▶ **What needs to be done**: Count the lines in the entries below that contain the string "returns", treating uppercase and lowercase as different, and reply with the number alone.

((

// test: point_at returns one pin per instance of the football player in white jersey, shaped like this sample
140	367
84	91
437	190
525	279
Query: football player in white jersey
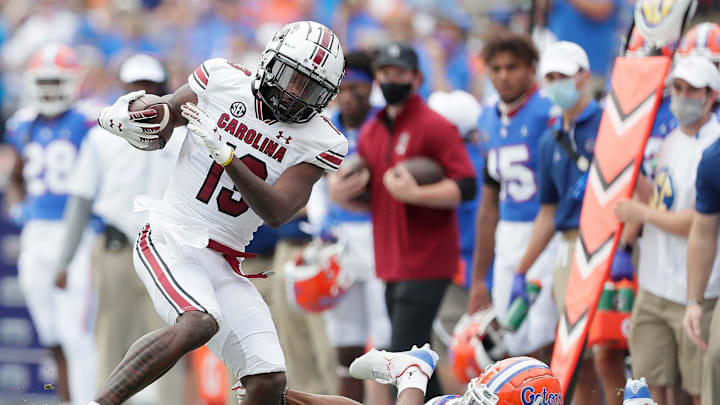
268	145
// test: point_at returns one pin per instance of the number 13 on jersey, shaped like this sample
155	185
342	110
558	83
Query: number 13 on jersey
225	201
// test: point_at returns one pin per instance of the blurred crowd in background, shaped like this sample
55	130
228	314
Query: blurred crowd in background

))
((

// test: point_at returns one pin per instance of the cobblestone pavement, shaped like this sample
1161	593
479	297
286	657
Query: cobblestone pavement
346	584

))
((

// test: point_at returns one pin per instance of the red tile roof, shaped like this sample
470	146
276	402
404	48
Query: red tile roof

))

▶ **Exercise response**: 5